╭─ Information given

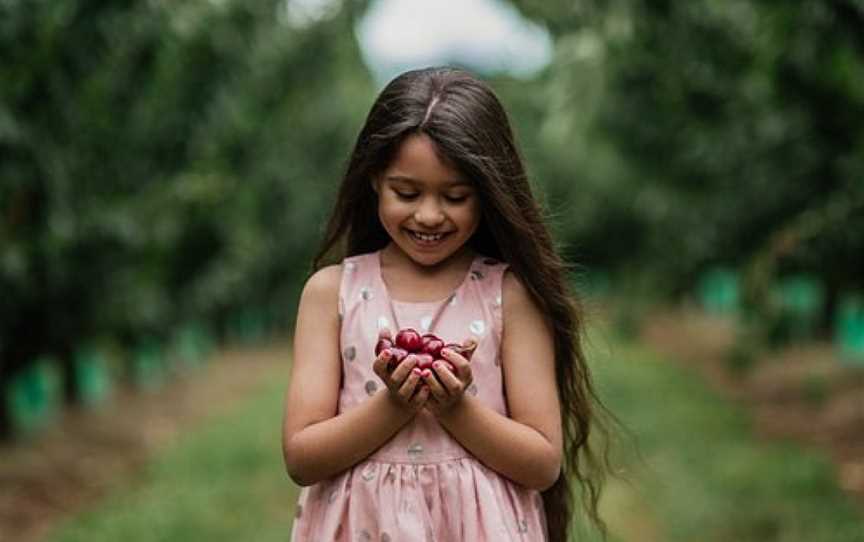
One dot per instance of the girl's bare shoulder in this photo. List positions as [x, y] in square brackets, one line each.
[323, 285]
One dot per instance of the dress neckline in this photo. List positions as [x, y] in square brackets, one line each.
[448, 297]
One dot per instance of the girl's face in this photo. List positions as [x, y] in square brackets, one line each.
[428, 208]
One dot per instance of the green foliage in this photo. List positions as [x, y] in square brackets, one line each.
[686, 135]
[162, 163]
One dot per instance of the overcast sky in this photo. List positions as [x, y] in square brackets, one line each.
[397, 35]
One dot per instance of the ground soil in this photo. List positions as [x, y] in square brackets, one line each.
[59, 472]
[799, 392]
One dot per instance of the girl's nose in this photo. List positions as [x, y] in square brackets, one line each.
[429, 213]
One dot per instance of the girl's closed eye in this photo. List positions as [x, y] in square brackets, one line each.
[457, 199]
[404, 195]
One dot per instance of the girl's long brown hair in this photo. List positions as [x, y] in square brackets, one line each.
[470, 128]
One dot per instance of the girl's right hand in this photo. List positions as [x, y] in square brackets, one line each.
[404, 383]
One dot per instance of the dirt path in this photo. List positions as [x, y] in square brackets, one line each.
[800, 392]
[89, 452]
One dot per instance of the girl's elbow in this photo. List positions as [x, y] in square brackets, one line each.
[294, 464]
[548, 474]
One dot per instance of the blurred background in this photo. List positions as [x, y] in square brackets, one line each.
[166, 169]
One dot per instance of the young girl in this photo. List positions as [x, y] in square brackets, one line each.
[437, 230]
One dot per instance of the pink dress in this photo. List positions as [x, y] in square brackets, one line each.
[422, 485]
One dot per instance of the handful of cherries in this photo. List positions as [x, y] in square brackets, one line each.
[427, 348]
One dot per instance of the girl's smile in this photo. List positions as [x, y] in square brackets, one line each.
[426, 206]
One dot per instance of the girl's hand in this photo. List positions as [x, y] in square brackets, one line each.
[449, 386]
[403, 382]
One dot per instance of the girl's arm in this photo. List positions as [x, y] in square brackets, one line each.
[527, 446]
[316, 442]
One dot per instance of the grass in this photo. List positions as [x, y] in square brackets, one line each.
[223, 482]
[704, 477]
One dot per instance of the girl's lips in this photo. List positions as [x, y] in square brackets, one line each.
[425, 239]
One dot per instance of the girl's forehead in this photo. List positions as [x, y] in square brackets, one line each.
[407, 179]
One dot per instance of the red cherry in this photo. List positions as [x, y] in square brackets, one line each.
[383, 343]
[409, 340]
[424, 361]
[446, 364]
[432, 345]
[397, 355]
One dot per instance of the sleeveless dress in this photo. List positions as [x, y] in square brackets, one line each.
[422, 485]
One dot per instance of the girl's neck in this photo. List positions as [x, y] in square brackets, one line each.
[406, 280]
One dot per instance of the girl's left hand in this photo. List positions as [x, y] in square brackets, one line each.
[447, 389]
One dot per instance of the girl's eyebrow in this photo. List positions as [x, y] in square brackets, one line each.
[403, 178]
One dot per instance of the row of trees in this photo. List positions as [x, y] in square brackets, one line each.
[681, 136]
[163, 163]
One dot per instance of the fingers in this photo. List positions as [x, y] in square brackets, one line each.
[461, 365]
[403, 370]
[406, 391]
[443, 384]
[420, 397]
[380, 365]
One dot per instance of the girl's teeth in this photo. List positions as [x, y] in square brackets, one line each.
[428, 237]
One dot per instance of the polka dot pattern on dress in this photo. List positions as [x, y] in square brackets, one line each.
[478, 327]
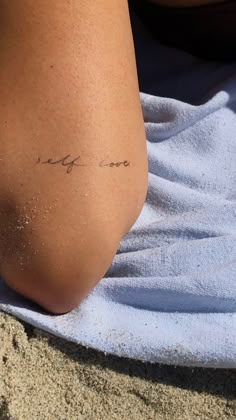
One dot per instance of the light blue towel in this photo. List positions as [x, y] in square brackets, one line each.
[170, 293]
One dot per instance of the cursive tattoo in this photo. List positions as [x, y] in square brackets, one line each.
[70, 163]
[112, 164]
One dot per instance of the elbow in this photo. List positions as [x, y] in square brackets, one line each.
[59, 284]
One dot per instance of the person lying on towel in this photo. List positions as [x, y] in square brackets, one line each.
[73, 155]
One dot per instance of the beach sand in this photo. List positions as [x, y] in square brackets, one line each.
[44, 377]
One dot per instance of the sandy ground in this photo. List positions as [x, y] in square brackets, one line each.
[44, 377]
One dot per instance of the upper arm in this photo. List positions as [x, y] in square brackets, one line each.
[68, 87]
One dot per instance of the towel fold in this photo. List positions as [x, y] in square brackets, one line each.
[169, 295]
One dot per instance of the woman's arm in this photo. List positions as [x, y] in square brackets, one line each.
[73, 158]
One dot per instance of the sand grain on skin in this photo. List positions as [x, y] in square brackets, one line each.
[44, 377]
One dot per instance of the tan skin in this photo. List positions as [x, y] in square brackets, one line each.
[73, 157]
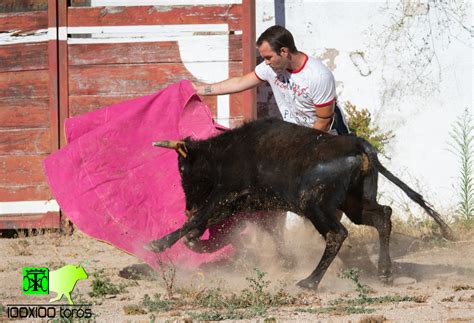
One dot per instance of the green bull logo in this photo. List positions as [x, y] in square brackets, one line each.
[61, 281]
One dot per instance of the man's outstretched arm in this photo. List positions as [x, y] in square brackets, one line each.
[232, 85]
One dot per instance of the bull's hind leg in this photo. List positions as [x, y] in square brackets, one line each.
[334, 233]
[362, 208]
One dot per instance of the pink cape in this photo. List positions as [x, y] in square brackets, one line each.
[116, 187]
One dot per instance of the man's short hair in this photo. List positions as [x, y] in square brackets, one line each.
[278, 37]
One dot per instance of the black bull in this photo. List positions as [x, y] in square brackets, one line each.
[274, 165]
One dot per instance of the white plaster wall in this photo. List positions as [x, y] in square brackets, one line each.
[421, 122]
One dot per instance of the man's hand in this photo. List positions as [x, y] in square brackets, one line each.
[324, 117]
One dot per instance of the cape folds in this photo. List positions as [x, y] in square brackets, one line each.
[115, 186]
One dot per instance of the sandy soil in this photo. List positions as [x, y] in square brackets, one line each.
[437, 275]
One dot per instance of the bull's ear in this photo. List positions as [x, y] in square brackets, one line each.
[179, 146]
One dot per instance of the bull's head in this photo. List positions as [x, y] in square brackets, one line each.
[179, 146]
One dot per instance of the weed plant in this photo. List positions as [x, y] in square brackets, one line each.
[462, 134]
[103, 286]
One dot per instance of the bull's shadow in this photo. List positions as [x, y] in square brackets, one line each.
[400, 246]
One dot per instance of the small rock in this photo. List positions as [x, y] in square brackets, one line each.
[400, 281]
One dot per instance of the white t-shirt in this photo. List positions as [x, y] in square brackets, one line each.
[299, 93]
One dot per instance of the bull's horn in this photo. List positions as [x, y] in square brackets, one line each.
[168, 144]
[179, 146]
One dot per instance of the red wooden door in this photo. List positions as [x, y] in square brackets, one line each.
[70, 57]
[28, 112]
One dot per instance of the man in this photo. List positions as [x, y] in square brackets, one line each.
[304, 88]
[305, 92]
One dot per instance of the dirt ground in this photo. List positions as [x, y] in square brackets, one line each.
[433, 279]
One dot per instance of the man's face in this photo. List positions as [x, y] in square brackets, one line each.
[277, 62]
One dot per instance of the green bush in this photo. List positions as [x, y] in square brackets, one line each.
[360, 124]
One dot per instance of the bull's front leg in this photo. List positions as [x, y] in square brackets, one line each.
[192, 226]
[334, 239]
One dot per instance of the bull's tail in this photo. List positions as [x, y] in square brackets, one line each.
[414, 196]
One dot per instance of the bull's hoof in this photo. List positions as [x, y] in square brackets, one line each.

╰─

→ Directions for this task
I'd like every record above written out again exactly, without the pictures.

→ Response area
One dot per instance of the girl's bare shoulder in this photo. List positions as [x, y] in square brackets, one line each.
[323, 285]
One dot per instance of the dress neckline in this photo. List positions as [x, y] in square brackets, one line each.
[448, 297]
One dot per instance of the girl's face in this photo. List positions as [x, y] in square brackets, one line each.
[428, 208]
One dot per instance of the green foliage in this photo. List positions as [x, y] in square brackets, one line each.
[686, 135]
[162, 163]
One dot per instance of the overcast sky in this photo. List positions as [x, y] in square brackets, one line each.
[397, 35]
One dot per instance of the ground soil in this photo. List positions as [x, y] in square brackets, one line each.
[59, 472]
[799, 392]
One dot per instance of the girl's nose in this photo. List positions as [x, y] in square brackets, one line each.
[429, 213]
One dot per instance of the girl's closed eye in this photo. List positions as [x, y] in square brackets, one line each.
[457, 199]
[404, 195]
One dot per instance of the girl's long brown hair in this photo. List positions as [x, y] in square brackets, one line each.
[470, 128]
One dot per instance of the girl's right hand in this photo. List positions as [x, y] in square brackets, one line each.
[404, 383]
One dot per instance of the dirt path in this photo. List positions as [x, y] in square brackets, one line each.
[800, 392]
[89, 452]
One dot per instance of the girl's elbow in this photo. List positions as [x, y] in square brackets, one line each.
[294, 464]
[548, 474]
One dot per instance of the blurred background in this photo. List positions as [x, y] in square brackets, one line each.
[166, 169]
One dot per instance of the young girl in this photo. List positions as [x, y] in square brackets, one line each.
[437, 230]
One dot per instance of the pink dress in this photo. List positions as [x, y] in square brackets, one line each.
[422, 485]
One dot per instance of the handful of cherries in this photo. List positions as [x, y] in square brackets, one line each.
[427, 348]
One dot per instance of the girl's smile in this photo. List positions as [x, y] in square brackets, one line each.
[426, 206]
One dot per instance of the girl's hand in this photo. List positions as [x, y] in square brackets, one line each.
[449, 386]
[403, 382]
One dot per instance of the girl's arm in this photo. List positions as [x, y] in square brackets, one line each.
[527, 446]
[316, 442]
One dot per instance of the grass in this photo. List positions as [x, y] in square brackets, one line each.
[223, 482]
[704, 477]
One dot per instance of the girl's lips in this photo. List positions as [x, y] in square brackets, one line each.
[425, 239]
One dot per instance of the girl's forehead in this photo. List positions as [x, y] in square brackets, one line each.
[407, 179]
One dot per instance of the red cherry in this photo. List positions as [x, y] in square brackets, one line each.
[383, 343]
[409, 340]
[424, 361]
[446, 364]
[432, 345]
[397, 355]
One dot per instance of the sleeveless dress in this photo. List positions as [x, y] in square brackets, one line each.
[422, 485]
One dot per instance of the girl's neck in this photo. List positions as [x, y] in square brackets, one line each.
[406, 280]
One dot per instance of the girl's left hand in this photo. List positions as [x, y] in square brackets, one line each.
[447, 389]
One dot per instance of the girl's eyebrow in this photo. List positions as [x, y] in square brackets, one line each.
[403, 178]
One dot per instance of the row of trees in this photo. List positions as [x, y] in square brackets, one line each.
[681, 136]
[163, 163]
One dot per instance of the fingers in this photo. List positions as [x, y] in square brackets, one line each.
[461, 365]
[403, 370]
[406, 391]
[443, 384]
[420, 397]
[380, 365]
One dot per instance of the girl's teeth in this photo. List positions as [x, y] in square brackets, one line each.
[428, 237]
One dot per instance of the polka dot pattern on dress in this photo. List positions as [x, y] in square brackets, one line each.
[478, 327]
One dot per instance of the light blue towel in this photo. List positions as [x, y] in square brackets, one line each.
[170, 293]
One dot per instance of the cursive tattoo in this photo. List positions as [x, y] in square brackets, one line each.
[70, 163]
[112, 164]
One dot per instance of the elbow in this photo. List positions as [x, y] in square brackets, one line each.
[59, 284]
One dot per instance of the person lying on towel in this photo. List positions as [x, y] in square brackets, one line each.
[73, 155]
One dot per instance of the beach sand in this photo. List positions as [x, y] in square brackets, one line each.
[44, 377]
One dot per instance of the sandy ground in this photo. List positions as [x, y] in square brackets, one line each.
[44, 377]
One dot per instance of the upper arm in this photo. List positions as [x, y] in square brackets, one line each.
[68, 87]
One dot per instance of the towel fold in this photo. List positions as [x, y] in square brackets, one line each.
[169, 295]
One dot per instance of the woman's arm in this photo. List positions as [x, y] in square brackets, one line each.
[73, 158]
One dot per instance of the sand grain on skin in this photo. List positions as [x, y] in square brackets, one line each.
[44, 377]
One dot per instance of the tan skin in this photo. List positions as [x, y] in square brackets, one line each.
[73, 157]
One dot per instance of the green bull logo in this photo. List positions as [x, y] in square brackets, one line each.
[61, 281]
One dot per instance of the man's outstretched arm in this photo. List positions as [x, y] in square brackets, one line each.
[232, 85]
One dot per instance of the bull's hind leg in this photo. List positions as [x, y] in square brackets, one line each.
[334, 233]
[362, 208]
One dot per instance of the pink cape in this photo. List positions as [x, y] in square brackets, one line each.
[116, 187]
One dot per instance of the man's short hair in this photo. List positions as [x, y] in square brackets, one line each.
[278, 37]
One dot per instance of the black bull in this photo. List positions as [x, y] in square brackets, one line each.
[274, 165]
One dot per instance of the white plaster wall in this photo. List positions as [x, y] in square brackets, one line each.
[421, 122]
One dot per instance of the man's hand in this photo. List positions as [x, y] in square brackets, one line each.
[324, 117]
One dot per instance of the cape folds in this photo. List positions as [x, y] in square brackets, one line each.
[115, 186]
One dot per instance of the sandy soil in this photo. List positions as [x, y] in square brackets, one line each.
[437, 275]
One dot per instance of the bull's ear in this photo. List positions as [x, y] in square brackets, one line each.
[179, 146]
One dot per instance of the bull's head in this photo. List positions as [x, y] in square brackets, one line each.
[179, 146]
One dot per instance of the weed plant in this photo. List positions as [x, y] in square brackets, one line each.
[462, 134]
[103, 286]
One dot per instance of the bull's shadow in this photo. List positions as [x, y] in square brackets, one line each.
[400, 246]
One dot per instance of the small rock in this photo. List positions as [x, y] in square brackets, one line each.
[400, 281]
One dot per instance of the white t-shirt in this photo. List positions as [x, y] in square brackets, one line each.
[299, 93]
One dot per instance of the bull's horn in this photo. List positions as [x, y] in square brackets, one line each.
[168, 144]
[179, 146]
One dot per instance of the red wooden door in this photo. List positions as [x, y] in square brackets, one line each.
[70, 57]
[28, 112]
One dot per instance of the man in this photo. List positions as [x, y] in square brackets, one line each.
[304, 88]
[305, 92]
One dot per instance of the dirt ground in this photo. List positions as [x, y] in square brackets, one line each.
[433, 279]
One dot per instance of the man's face in this photo. List positions as [x, y] in square brackets, one line each.
[277, 62]
One dot per instance of the green bush in this photo. List positions as [x, y] in square brackets, one line each.
[360, 124]
One dot per instance of the bull's front leg in this photo. List positions as [x, y] in square brackets, one line each.
[192, 226]
[334, 239]
One dot per instance of the bull's tail in this photo. List positions as [x, y] in square brackets, one line each.
[414, 196]
One dot per instance of the bull's hoof in this photo. List positions as [x, y] in square brackets, one line each.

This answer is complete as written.